About the role
DRWis a diversified trading firm with over 3 decades of experience bringing sophisticated technology and exceptional people together to operate in markets around the world. We value autonomy and the ability to quickly pivot to capture opportunities, so we operate using our own capital and trading at our own risk.
Headquartered in Chicago with offices throughout the U.S., Canada, Europe, and Asia, we trade a variety of asset classes including Fixed Income, ETFs, Equities, FX, Commodities and Energy across all major global markets. We have also leveraged our expertise and technology to expand into three non-traditional strategies: real estate, venture capital and cryptoassets.
We operate with respect, curiosity and open minds. The people who thrive here share our belief that it's not just what we do that matters–it's how we do it.DRWis a place of high expectations, integrity, innovation and a willingness to challenge consensus.

(Stored entries)
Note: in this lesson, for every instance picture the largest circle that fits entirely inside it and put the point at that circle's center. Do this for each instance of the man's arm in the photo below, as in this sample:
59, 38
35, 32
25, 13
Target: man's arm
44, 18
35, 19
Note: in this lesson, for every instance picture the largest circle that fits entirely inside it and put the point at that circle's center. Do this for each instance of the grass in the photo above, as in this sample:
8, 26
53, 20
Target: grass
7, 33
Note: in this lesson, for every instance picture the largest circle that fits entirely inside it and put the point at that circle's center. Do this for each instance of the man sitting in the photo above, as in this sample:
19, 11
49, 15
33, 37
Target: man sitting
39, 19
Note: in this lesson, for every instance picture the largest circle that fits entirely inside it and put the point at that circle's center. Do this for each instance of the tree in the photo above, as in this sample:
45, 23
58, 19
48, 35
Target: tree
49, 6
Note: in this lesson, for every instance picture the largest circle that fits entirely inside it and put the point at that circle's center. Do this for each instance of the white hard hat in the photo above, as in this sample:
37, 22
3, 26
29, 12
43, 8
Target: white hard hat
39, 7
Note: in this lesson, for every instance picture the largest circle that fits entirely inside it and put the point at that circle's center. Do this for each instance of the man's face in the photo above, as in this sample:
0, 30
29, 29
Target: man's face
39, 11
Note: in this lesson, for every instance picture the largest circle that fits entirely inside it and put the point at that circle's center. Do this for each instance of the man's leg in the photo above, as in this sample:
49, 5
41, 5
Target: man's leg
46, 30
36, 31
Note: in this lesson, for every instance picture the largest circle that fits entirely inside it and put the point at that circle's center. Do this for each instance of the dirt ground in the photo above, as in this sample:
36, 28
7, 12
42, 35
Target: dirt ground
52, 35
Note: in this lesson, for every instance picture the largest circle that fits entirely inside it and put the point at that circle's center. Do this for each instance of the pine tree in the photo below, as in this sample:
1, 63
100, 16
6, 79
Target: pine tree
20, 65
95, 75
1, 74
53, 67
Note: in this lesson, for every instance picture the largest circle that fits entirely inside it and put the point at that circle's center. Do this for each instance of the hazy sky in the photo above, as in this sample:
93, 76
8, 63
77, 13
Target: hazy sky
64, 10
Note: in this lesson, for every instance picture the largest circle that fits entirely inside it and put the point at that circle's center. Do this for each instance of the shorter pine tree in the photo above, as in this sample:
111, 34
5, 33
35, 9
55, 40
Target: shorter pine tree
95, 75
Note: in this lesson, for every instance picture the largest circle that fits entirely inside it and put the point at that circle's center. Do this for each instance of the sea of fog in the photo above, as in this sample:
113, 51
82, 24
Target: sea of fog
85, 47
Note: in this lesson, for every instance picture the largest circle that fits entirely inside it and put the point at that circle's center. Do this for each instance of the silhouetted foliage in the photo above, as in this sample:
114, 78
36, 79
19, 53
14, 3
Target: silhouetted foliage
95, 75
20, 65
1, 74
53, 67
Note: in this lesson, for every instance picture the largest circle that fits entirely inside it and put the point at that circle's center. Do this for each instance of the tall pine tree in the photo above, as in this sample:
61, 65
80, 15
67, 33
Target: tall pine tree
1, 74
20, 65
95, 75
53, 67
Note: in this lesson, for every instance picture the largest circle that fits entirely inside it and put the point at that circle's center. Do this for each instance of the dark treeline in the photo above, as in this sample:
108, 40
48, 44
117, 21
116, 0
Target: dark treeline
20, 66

TO DO: Write a continuation of the DRW company description, picking up after its last sentence. These rows have nothing to do with the text about DRW.

RESPONSE AREA:
We are looking for an HPC Specialist to join our AI and Multi Asset Systematic Strategies team. This team builds and operates GPU infrastructure that powers AI and ML workloads. You'll work on the infrastructure stack from bare metal to model serving, combining systems engineering, performance optimization, and infrastructure automation to solve complex problems at the intersection of hardware, networking, and distributed systems.
Responsibilities:
- Deploy, maintain, and optimize GPU infrastructure for large-scale LLM inference workloads, including provisioning, configuration, and deployment of GPU server fleets.
- Architect and implement distributed serving solutions for multi-node, multi-GPU model deployments.
- Manage GPU-enabled Kubernetes clusters for LLM and ML workloads.
- Configure network infrastructure including load balancers, firewalls, and inter-node communication for GPU clusters.
- Implement and optimize storage solutions for model weights and inference caches.
- Troubleshoot performance bottlenecks across the stack: hardware, drivers, networking, and application layer.
- Research and evaluate emerging GPU technologies, model serving frameworks, and infrastructure optimizations.
- Collaborate with ML engineers to profile model performance and implement inference acceleration techniques.
- Drive reliability improvements through monitoring, alerting, capacity planning, and incident response.
Requirements:
- Bachelor's or Master's degree in Computer Science, Systems Engineering, or related field.
- 5+ years in DevOps, SRE, or infrastructure engineering roles.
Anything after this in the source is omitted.